▸ **Text passage**
— start —

“the latest steps in the planned parking death spiral” (50)

(50th in a series of posts on parking)

Al Wurth is an Associate Professor at Lehigh University in the Department of Political Science

Oct 16, 2018

Dear City Clerk and City of Bethlehem Councilors:

I will be unable to attend tonight’s city council meeting.  Please add my comments to the appropriate courtesy of the floor, and/or include them in the minutes of the meeting if possible.

Parking

The current ordinances’ proposed increasing parking penalties are the latest steps in the planned parking death spiral undertaken by the city government under the current mayor, as part of the city’s last half-century pattern of destroying its historic foundations to accommodate cars.  This incredibly costly and destructive plan over the years has its most obnoxious manifestations in the white elephant parking deck construction in key areas of the city, most recently in the million-dollar a year madness of the New Street Garage. The plan to add another white elephant parking garage on Polk street–an area with more parking in a 4-block radius than probably any other area of the city can only be called doubling down on an already bad bet.

I recently attended both the Parking Authority hearing and the Public Safety Committee meeting on the Authority proposals.

I support the recommendation of the Public Safety Committee to reject the proposed ordinances authorizing increases in parking penalties, which are another example of the accelerating death spiral of low-demand high-priced parking.  I hope you will join the committee majority in returning this proposal to the parking authority with a mandate to develop a better plan for the city’s parking future.

Increased parking fines are another attempt to raise the cost for parkers, as they are intended to increase revenue for the parking authority, but, as the consultant and the authority director acknowledged, higher fines might not mean more fine revenue, but perhaps raise more revenue by deterring scofflaw behavior and theoretically realizing more payment of fees.

However, any monopolist, like the Parking Authority, can only extract so much premium from its customers, even state-enforced monopolies (that rely on fees and not taxes), as they must compete with other parking and, as the local merchants make clear, with other businesses that have lower parking costs. In fact, even if the city could charge money for every parking space in town, it would be exploiting the lack of short term choices for parkers, but it could not control the longer term choices of property owners and business customers about where to locate and shop (potentially out of the too-costly city–as the local merchants fear).

— end —

▸ **Annotation dataset entries**
— start —

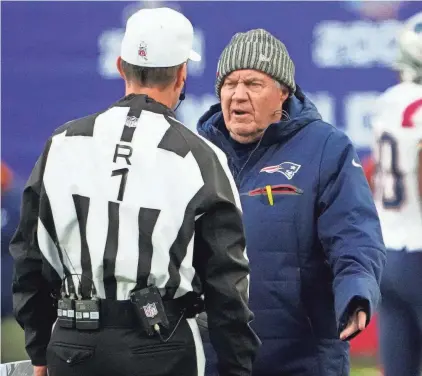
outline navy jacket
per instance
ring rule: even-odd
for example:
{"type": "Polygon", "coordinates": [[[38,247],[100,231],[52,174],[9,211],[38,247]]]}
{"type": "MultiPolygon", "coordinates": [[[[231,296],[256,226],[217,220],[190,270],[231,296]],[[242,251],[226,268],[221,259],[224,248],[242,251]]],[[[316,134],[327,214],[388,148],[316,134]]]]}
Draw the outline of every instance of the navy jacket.
{"type": "Polygon", "coordinates": [[[385,248],[349,138],[300,88],[285,109],[289,119],[271,124],[246,157],[219,104],[198,132],[226,153],[241,194],[252,326],[263,341],[254,375],[339,376],[348,373],[339,332],[355,303],[373,315],[385,248]]]}

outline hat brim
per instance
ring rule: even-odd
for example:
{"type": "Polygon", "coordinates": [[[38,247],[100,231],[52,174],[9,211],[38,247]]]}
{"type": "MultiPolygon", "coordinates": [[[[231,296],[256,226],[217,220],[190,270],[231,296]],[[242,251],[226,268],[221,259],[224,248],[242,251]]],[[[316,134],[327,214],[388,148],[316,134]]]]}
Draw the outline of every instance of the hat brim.
{"type": "Polygon", "coordinates": [[[201,55],[195,52],[194,50],[191,50],[189,54],[189,60],[201,61],[201,55]]]}

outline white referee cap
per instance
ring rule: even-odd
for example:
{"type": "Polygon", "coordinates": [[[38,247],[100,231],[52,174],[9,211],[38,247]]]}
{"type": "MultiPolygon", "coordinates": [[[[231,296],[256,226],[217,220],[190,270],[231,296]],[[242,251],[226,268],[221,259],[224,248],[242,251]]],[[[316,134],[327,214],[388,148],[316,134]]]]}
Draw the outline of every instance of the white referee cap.
{"type": "Polygon", "coordinates": [[[183,14],[170,8],[146,8],[128,19],[120,56],[141,67],[173,67],[201,60],[192,44],[193,26],[183,14]]]}

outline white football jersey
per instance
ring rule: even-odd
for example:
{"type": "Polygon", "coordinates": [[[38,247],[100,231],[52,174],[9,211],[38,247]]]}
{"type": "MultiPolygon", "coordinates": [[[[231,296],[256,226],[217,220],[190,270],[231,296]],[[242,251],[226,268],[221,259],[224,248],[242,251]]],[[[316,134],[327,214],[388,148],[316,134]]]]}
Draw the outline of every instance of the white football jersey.
{"type": "Polygon", "coordinates": [[[422,250],[418,152],[422,141],[422,85],[403,82],[379,98],[372,119],[375,203],[388,249],[422,250]]]}

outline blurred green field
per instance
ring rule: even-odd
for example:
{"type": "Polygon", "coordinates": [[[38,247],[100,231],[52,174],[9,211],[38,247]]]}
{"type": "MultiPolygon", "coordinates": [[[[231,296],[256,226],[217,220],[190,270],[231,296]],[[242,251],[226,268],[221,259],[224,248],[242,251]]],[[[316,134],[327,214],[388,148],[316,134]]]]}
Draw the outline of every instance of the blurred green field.
{"type": "MultiPolygon", "coordinates": [[[[23,348],[23,330],[12,318],[2,320],[1,323],[1,363],[28,359],[23,348]]],[[[370,367],[370,361],[354,362],[350,376],[380,376],[376,368],[370,367]],[[369,365],[368,365],[369,364],[369,365]]]]}

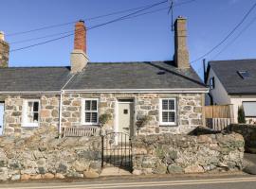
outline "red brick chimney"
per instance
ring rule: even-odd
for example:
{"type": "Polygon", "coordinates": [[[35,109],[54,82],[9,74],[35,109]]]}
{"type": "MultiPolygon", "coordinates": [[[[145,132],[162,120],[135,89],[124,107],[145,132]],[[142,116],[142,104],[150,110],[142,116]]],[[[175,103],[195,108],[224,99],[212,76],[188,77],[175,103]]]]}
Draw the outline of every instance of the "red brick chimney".
{"type": "Polygon", "coordinates": [[[3,31],[0,31],[0,67],[9,66],[9,45],[5,41],[5,34],[3,31]]]}
{"type": "Polygon", "coordinates": [[[177,68],[189,68],[190,55],[187,46],[187,19],[179,16],[174,23],[174,61],[177,68]]]}
{"type": "Polygon", "coordinates": [[[72,74],[82,71],[89,61],[86,55],[86,27],[83,21],[79,21],[75,25],[74,50],[70,60],[72,74]]]}
{"type": "Polygon", "coordinates": [[[86,28],[84,21],[79,21],[75,26],[74,49],[86,53],[86,28]]]}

— end —

▸ **Your task**
Continue the letter to the Bethlehem city council about parking penalties, picking up right after its last sentence.

▸ **Written response**
Any point-source of parking is a design/location (geographic) subsidy to property owners and businesses and residents near the parking garage or lot site. That subsidy decreases with distance from that point source.  Such point-source parking, especially when authorized, funded, and managed by the city on behalf of its citizens and taxpayers, is inescapably political.  (As I have noted in past comments to council, everyone in town would like to have a reserved parking space in front of their property managed and paid for, or at least subsidized, by the city.) Publicly sponsored parking facilities are giveaways of taxpayer money and borrowing authority to favored (close-by) property owners and a long-term burden that shows up in higher taxes and higher interest rates on city-issued debt.

Street parking, on the other hand, already managed as part of right-of-way maintenance, offers lower-cost, more distributed, city-sponsored benefits, as each adjacent property has a city-maintained space and other spaces up and down the block, each serving slightly different locations, as drivers seek to park at the closest free space.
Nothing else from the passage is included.